- **WHAT IS NEEDED**
Reproduce all of the data below verbatim, line for line.

(Dataset rows showing where objects appear)
• • • •

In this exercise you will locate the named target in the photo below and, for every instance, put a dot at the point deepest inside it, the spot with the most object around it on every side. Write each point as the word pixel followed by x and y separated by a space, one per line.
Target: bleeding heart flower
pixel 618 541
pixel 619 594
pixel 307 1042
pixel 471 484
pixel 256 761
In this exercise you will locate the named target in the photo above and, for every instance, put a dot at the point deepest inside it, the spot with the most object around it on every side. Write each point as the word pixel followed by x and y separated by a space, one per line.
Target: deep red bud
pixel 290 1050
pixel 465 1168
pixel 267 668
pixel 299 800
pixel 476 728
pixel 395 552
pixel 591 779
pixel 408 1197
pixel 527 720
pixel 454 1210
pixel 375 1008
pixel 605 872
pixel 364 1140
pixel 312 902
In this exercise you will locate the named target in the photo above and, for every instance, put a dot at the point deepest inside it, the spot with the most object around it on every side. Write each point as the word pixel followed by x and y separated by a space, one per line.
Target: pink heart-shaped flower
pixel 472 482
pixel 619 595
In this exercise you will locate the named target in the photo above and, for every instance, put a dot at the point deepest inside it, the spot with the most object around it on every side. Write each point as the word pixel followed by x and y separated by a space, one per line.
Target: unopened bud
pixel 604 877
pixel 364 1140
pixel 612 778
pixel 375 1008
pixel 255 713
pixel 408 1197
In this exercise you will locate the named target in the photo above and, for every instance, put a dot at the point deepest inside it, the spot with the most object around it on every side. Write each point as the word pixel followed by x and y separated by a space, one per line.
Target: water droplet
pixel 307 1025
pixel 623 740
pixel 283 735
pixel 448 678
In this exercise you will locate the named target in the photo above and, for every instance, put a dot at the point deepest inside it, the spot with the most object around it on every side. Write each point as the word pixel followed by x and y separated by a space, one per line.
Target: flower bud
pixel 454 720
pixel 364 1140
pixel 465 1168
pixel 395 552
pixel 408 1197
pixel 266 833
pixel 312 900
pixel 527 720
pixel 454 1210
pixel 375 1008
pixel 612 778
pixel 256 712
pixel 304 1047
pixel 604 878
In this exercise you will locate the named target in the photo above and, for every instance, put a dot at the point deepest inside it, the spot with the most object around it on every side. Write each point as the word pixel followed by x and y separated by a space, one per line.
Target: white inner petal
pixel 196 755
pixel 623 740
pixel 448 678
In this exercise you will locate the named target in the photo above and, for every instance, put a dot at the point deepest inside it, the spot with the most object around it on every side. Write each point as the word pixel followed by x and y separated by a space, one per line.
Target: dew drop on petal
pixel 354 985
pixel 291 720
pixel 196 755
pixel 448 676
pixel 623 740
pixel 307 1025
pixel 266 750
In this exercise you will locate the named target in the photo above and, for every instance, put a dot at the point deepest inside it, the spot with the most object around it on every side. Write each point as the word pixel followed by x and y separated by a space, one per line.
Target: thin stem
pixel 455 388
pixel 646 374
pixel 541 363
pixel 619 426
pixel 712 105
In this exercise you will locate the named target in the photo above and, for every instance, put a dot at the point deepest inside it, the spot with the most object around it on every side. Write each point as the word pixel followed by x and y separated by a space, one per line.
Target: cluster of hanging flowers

• • • •

- **WRITTEN RESPONSE**
In this exercise you will locate the named target in the photo below and, for every instance, put a dot at the point deepest inside it, the spot with the most object around it on every side. Write each point as the word pixel followed by x and y separated by a space, one per line.
Target: bleeding heart flower
pixel 618 541
pixel 619 594
pixel 307 1042
pixel 471 484
pixel 256 761
In this exercise you will locate the named target in the photo above and, for every instance, put a dot at the point deepest inside it, the spot with the most object around it on every side. Write each point as the word pixel followed by x and y separated by a space, one per line.
Target: deep red bud
pixel 290 1050
pixel 465 1168
pixel 267 668
pixel 299 800
pixel 476 728
pixel 395 552
pixel 591 779
pixel 408 1197
pixel 527 720
pixel 454 1210
pixel 375 1008
pixel 605 872
pixel 364 1140
pixel 312 902
In this exercise you will locate the named target in the photo above and, for every instance, put a dot at the point deepest inside it, the spot with the most object around it on every side. Write each point as the word pixel followed by x and y separated by a space, one per line.
Target: pink heart-shaped flower
pixel 472 482
pixel 619 595
In this exercise you will locate the named target in the photo above and, for every instance, put a dot at the point deepest inside it, the spot with the most object around it on every side. Write each point as the word pixel followed by x and y separated by a space, one per line.
Target: unopened bud
pixel 604 877
pixel 364 1140
pixel 612 778
pixel 375 1008
pixel 255 713
pixel 408 1197
In this exercise you will locate the named target in the photo above and, for every instance, put a dot at the point deepest inside it, the spot with the most object around it on every side. Write each point as the word pixel followed by x and y separated by a space, one per line.
Target: water droplet
pixel 307 1025
pixel 623 740
pixel 283 735
pixel 448 678
In this exercise you will locate the named target in the photo above and, for every instance, put a dot at the point deepest inside it, the spot with the most object around it on every side. Write each point as the word pixel followed by x and y separated by a space, one per line.
Target: flower bud
pixel 454 720
pixel 364 1140
pixel 465 1168
pixel 395 552
pixel 408 1197
pixel 266 833
pixel 312 900
pixel 527 720
pixel 454 1210
pixel 375 1008
pixel 612 778
pixel 256 712
pixel 304 1047
pixel 604 878
In this exercise you will locate the named target in the photo above and, for every instance, put a dot at the point deepest inside it, the spot with the most object around it on every side. Write each point as the word pixel followed by x and y separated by a space, one per line.
Target: white inner petal
pixel 196 755
pixel 623 740
pixel 448 678
In this exercise you will locate the named target in the photo above and, for every instance, put a dot at the point deepest inside it, the spot with the most object around it on every side. Write each point as the word pixel followed by x and y separated by a space, one per line.
Target: dew drop on petal
pixel 354 985
pixel 291 720
pixel 196 755
pixel 448 676
pixel 623 740
pixel 307 1025
pixel 266 750
In this exercise you will locate the named target in the photo above and, for every instance, put a dot at the point deepest inside it, the spot with the most object around it on every side. Write each point as the word pixel followed by x and y separated by a space, one per line.
Target: thin stem
pixel 455 388
pixel 646 374
pixel 541 363
pixel 619 426
pixel 712 105
In this exercise you will locate the named target in the photo above and, for every instance, put a dot at the point deepest inside it, the spot with the most object around it on every side. Write each point as the word pixel followed by x and y separated by a space, one per line.
Target: cluster of hanging flowers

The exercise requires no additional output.